INSTRUCTIONS:
- a) In the passage on the inVenTs learning community, copy the text that begins with the words "Madam Curie was" and stops after "inVenTs Learning Community.", replacing each "Lee Residence Hall" with "the residence hall".
- b) In the passage on the inVenTs learning community, list every group of people to whom the four communities will have access.

Madam Curie was a 20th century physicist and chemist who won two Nobel Prizes. Leonardo da Vinci was considered by many to be the true Renaissance man, with talents ranging from engineering and science to architecture and painting.
With the continual evolution of the learning community environment at Virginia Tech, the next step was the decision to house all four of the groups in Lee Residence Hall starting with the 2012-13 class. The close living quarters will allow the engineering and science students to live in the inVenTs Learning Community.
The four communities within inVenTs will retain separate identities, but will have access to shared programming, activities, and classroom space in the building, as well as access to faculty, academic administrators, student affairs staff, and other students who can offer ideas, encouragement, and collaboration across various disciplines offered by the two colleges.
"inVenTs is a concept of innovation and invention," said Arnold-Christian. "Two spaces in Lee Residence Hall are being renovated into laboratory and classroom space equipped with technology so that the science and engineering students can work together on pieces of undergraduate research."
"This type of learning community may be unique to Virginia Tech," Arnold-Christian added. The almost $2 million grant over five years gives the students a small part of the "pot of gold" to further develop programs to meet the goals of the inVenTs community, Arnold-Christian said.

SOURCE MATERIAL:

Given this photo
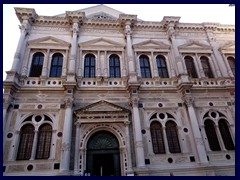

FULL SOLUTIONS:
- a)
Madam Curie was a 20th century physicist and chemist who won two Nobel Prizes. Leonardo da Vinci was considered by many to be the true Renaissance man, with talents ranging from engineering and science to architecture and painting.
With the continual evolution of the learning community environment at Virginia Tech, the next step was the decision to house all four of the groups in the residence hall starting with the 2012-13 class. The close living quarters will allow the engineering and science students to live in the inVenTs Learning Community.

- b)
- Faculty
- Academic administrators
- Student affairs staff
- Other students who can offer ideas, encouragement, and collaboration across various disciplines offered by the two colleges